━━━ ARTICLE ━━━

Note 1. Linn. Trans., vol. xii. p. 496. The most anomalous fact on this subject which I have met with is the wildness of the small birds in the Arctic parts of North America (as described by Richardson, Fauna Bor., vol. ii. p. 332), where they are said never to be persecuted. This case is the more strange, because it is asserted that some of the same species in their winter-quarters in the United States are tame. There is much, as Dr. Richardson well remarks, utterly inexplicable connected with the different degrees of shyness and care with which birds conceal their nests. How strange it is that the English wood-pigeon, generally so wild a bird, should very frequently rear its young in shrubberies close to houses!

━━━

REQUIREMENT 1
Copy the note on bird shyness word for word, from "Note 1. Linn." to "close to houses!".

━━━ SOURCE RECORDS ━━━

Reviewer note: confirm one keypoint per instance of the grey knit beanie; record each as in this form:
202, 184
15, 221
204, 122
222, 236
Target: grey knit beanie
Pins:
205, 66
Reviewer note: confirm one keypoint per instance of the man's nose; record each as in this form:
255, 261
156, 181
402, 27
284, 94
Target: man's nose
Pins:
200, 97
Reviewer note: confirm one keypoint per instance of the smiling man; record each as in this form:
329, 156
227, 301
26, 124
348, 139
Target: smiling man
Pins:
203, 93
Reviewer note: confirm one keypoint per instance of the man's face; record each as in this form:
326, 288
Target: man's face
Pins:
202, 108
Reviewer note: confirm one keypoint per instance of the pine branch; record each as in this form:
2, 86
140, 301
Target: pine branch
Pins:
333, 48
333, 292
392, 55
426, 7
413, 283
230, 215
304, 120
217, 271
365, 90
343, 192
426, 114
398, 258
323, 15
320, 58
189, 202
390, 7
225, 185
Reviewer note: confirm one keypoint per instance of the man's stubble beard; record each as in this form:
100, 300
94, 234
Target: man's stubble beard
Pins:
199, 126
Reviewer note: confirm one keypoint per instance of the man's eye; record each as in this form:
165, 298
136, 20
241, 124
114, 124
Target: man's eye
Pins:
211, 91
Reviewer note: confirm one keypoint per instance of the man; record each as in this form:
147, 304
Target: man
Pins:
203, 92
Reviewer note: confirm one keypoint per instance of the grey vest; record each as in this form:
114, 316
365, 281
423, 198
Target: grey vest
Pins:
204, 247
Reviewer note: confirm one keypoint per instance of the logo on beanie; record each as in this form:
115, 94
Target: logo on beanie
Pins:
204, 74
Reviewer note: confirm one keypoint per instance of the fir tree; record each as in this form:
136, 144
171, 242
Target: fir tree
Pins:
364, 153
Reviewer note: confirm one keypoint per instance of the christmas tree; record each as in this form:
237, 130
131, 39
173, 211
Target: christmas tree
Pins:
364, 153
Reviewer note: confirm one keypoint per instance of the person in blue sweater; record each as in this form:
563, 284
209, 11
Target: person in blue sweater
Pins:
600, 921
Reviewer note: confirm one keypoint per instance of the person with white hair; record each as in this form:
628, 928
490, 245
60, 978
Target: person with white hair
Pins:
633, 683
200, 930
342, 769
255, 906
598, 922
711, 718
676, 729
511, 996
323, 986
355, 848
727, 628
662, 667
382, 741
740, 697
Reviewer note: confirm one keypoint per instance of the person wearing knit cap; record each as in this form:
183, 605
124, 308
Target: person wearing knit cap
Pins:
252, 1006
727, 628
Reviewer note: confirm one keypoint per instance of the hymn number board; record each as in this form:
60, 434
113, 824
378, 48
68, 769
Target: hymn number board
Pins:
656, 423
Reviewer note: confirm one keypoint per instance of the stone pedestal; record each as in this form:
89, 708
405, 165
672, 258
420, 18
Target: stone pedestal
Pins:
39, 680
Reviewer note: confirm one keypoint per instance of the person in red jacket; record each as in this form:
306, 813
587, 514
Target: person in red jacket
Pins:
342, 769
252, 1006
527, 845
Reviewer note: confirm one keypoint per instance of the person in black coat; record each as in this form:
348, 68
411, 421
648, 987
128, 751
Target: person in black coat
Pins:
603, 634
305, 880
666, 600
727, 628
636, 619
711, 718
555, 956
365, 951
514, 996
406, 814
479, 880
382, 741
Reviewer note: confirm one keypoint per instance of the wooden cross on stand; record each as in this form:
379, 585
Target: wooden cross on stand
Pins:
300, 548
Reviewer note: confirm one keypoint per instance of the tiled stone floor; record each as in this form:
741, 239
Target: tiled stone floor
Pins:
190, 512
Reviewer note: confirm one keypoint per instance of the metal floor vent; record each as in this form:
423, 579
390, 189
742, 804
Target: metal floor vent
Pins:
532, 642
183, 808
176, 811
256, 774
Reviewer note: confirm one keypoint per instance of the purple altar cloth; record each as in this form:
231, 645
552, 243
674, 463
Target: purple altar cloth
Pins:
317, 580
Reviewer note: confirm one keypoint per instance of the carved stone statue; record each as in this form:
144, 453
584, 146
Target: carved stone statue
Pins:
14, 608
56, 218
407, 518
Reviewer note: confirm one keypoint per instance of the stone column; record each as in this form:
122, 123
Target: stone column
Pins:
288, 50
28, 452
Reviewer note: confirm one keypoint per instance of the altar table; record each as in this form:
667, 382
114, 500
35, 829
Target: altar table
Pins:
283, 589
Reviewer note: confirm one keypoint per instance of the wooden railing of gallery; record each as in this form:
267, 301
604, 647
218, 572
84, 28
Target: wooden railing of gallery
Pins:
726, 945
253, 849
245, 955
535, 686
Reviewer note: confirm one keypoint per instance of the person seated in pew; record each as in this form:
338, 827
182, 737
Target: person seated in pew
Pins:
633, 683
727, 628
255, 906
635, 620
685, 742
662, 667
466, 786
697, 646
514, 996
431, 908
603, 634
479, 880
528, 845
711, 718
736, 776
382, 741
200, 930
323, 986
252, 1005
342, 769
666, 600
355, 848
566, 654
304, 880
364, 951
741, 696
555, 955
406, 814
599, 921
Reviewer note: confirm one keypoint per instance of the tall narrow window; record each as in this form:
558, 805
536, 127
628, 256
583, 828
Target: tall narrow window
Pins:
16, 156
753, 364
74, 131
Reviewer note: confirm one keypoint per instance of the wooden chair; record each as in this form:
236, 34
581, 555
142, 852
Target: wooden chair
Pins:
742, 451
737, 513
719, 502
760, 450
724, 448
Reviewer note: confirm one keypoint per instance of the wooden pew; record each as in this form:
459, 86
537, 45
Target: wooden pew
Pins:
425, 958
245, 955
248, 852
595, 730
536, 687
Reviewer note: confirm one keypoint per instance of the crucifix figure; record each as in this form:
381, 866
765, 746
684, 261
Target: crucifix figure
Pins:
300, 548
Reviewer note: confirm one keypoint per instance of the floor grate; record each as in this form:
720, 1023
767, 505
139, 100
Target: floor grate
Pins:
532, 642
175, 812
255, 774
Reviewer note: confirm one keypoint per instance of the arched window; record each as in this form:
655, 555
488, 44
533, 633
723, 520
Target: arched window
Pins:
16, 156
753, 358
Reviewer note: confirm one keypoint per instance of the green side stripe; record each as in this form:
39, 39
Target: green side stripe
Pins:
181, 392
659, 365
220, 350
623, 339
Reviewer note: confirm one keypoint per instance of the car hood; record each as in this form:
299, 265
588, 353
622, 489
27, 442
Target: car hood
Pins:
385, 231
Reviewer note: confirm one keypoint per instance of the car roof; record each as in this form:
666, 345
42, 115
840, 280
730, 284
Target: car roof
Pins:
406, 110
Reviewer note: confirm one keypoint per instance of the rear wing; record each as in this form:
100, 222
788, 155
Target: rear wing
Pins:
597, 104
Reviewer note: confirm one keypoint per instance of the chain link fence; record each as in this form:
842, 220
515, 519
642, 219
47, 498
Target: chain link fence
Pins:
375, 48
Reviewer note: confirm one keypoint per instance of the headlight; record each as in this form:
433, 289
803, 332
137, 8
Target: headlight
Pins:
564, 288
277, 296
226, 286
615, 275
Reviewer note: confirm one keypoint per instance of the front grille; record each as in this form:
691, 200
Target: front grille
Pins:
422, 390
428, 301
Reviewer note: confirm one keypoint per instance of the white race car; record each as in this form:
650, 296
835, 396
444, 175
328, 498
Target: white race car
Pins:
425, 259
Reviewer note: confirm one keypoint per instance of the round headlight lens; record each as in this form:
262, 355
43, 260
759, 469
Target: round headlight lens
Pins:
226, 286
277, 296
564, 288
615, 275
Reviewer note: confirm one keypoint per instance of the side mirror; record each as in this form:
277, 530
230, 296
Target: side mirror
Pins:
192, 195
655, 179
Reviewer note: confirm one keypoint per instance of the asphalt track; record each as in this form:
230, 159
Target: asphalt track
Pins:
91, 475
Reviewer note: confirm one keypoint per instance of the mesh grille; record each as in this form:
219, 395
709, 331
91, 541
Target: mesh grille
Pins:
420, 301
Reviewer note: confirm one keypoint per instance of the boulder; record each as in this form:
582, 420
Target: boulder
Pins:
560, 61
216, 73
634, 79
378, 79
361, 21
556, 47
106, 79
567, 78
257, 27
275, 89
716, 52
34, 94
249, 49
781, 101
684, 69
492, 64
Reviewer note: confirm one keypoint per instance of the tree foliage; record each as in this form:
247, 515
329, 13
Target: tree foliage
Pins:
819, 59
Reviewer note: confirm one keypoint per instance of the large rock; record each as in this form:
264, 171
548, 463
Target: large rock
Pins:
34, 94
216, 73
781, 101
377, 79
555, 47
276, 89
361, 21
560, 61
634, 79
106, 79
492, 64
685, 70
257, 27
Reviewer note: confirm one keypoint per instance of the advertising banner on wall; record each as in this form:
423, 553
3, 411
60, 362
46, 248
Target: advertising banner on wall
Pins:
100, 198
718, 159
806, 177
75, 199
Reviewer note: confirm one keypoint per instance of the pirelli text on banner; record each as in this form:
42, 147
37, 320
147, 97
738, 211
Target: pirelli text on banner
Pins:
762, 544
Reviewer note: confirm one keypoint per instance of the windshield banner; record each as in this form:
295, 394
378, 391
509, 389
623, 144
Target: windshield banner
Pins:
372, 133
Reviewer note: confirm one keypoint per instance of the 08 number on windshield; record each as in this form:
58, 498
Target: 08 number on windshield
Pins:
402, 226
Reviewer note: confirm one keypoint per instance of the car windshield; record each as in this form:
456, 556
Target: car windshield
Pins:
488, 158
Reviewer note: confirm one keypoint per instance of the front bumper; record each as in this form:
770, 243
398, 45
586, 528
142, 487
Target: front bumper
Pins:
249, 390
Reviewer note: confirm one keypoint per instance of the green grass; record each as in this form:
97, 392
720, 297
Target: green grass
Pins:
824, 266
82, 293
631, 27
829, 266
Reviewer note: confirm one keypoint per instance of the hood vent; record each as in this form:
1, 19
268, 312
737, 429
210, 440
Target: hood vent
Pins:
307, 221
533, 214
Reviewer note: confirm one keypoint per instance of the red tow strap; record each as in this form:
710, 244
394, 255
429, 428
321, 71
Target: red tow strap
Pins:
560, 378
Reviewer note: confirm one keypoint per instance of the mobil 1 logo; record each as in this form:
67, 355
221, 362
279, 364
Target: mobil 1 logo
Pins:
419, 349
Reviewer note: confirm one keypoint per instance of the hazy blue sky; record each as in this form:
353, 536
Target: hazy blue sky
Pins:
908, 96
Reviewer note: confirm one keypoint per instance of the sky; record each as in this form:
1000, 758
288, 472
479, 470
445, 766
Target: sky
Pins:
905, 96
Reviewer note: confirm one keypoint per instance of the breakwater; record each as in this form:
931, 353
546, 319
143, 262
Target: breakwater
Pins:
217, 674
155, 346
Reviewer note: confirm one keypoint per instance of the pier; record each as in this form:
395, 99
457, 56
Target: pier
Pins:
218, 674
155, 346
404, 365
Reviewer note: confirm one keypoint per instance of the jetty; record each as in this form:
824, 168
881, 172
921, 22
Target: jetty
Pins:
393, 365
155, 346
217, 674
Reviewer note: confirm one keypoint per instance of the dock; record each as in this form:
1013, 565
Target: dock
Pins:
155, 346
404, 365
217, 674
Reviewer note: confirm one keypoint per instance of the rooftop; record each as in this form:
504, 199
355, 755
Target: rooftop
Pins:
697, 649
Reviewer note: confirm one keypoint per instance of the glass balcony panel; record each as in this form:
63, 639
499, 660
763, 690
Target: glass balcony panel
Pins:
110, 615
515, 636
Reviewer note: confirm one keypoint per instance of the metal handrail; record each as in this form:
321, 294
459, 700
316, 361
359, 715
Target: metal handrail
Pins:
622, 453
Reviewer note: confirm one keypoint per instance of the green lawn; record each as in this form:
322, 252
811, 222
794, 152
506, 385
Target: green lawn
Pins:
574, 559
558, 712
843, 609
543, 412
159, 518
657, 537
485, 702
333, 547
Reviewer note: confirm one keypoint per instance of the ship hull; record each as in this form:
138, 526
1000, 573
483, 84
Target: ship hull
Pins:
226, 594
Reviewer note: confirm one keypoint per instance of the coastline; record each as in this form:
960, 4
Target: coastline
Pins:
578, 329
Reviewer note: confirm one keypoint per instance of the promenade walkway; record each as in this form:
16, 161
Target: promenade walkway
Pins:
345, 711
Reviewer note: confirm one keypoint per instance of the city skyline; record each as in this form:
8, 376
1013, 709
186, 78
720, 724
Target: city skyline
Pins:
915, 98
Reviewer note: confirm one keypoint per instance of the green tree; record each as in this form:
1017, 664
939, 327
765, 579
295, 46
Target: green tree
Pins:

━━━

REQUIREMENT 2
How many lines of the entries contain the string "statue"? Case counts, and reply with the number only.

WRITTEN REPLY 1
Note 1. Linn. Trans., vol. xii. p. 496. The most anomalous fact on this subject which I have met with is the wildness of the small birds in the Arctic parts of North America (as described by Richardson, Fauna Bor., vol. ii. p. 332), where they are said never to be persecuted. This case is the more strange, because it is asserted that some of the same species in their winter-quarters in the United States are tame. There is much, as Dr. Richardson well remarks, utterly inexplicable connected with the different degrees of shyness and care with which birds conceal their nests. How strange it is that the English wood-pigeon, generally so wild a bird, should very frequently rear its young in shrubberies close to houses!

WRITTEN REPLY 2
2